[Page text]
Too Old: How a Passport Photo Sent Me Spiraling

One picture cracked open her anxieties about aging, ambition, and beauty.

Too old, I think while Googling Patricia Lockwood, the author of the memoir I’m reading, Priestdaddy. It’s not that she’s too old, it’s me. Because she’s 42 and I’m 39, and she’s been publishing poetry and books since she was in her 20s and I’ve been the writer of an inconsistent blog for almost two decades. She’s 42, and I’m speeding by, legs gripping an asteroid like a pony, into a black hole. I’m halfway in the ground, the dark, I feel mostly dead but then I remember that I’m supposedly alive. 

“I saw a bad picture of myself yesterday and I’m still recovering,” I send in reply to my friends who are making their weekend plans. My passport expires in July, and I’m trying to get all my tasks out of the way before I sign off work for the holidays. I see my friend Lilli’s passport photo; it’s beautifully blown out, her skin looks like glass. I want that too. She takes me to the little photo shop in the Kotti neighborhood of Berlin. I’ve just walked 30 minutes in the dark with my contacts in lieu of my astigmatism glasses. I feel faint. The lights on the streets hurt my eyes, but I haven’t figured out why yet. I sit down on the little rolling chair between two softboxes, hopeful that their light might diffuse me into oblivion. The guy takes my picture, looks at the camera and grunts in disappointment, taking a reflective whiteboard and placing it under my face to ease the lines.

[Available data]
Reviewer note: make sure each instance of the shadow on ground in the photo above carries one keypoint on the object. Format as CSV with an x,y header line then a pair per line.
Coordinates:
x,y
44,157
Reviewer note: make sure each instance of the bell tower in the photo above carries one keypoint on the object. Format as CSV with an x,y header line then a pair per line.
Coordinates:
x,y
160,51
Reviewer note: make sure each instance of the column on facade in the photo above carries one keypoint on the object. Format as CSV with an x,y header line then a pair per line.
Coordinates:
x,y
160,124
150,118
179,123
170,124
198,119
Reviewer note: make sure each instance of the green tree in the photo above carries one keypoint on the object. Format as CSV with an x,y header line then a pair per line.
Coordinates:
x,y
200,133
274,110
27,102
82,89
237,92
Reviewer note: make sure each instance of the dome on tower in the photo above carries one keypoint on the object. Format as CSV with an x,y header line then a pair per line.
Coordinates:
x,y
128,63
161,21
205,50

[Work request 1] According to the essay, in which neighborhood is the photo shop that Lilli takes the narrator to?
[Work request 2] Reproduce the part of the essay starting at "Too old, I think" and ending at "I’m supposedly alive.", swapping "asteroid" for "comet".
The records are separate material and are not part of the essay.

[Exercise response 1] The Kotti neighborhood of Berlin.

[Exercise response 2]
Too old, I think while Googling Patricia Lockwood, the author of the memoir I’m reading, Priestdaddy. It’s not that she’s too old, it’s me. Because she’s 42 and I’m 39, and she’s been publishing poetry and books since she was in her 20s and I’ve been the writer of an inconsistent blog for almost two decades. She’s 42, and I’m speeding by, legs gripping an comet like a pony, into a black hole. I’m halfway in the ground, the dark, I feel mostly dead but then I remember that I’m supposedly alive.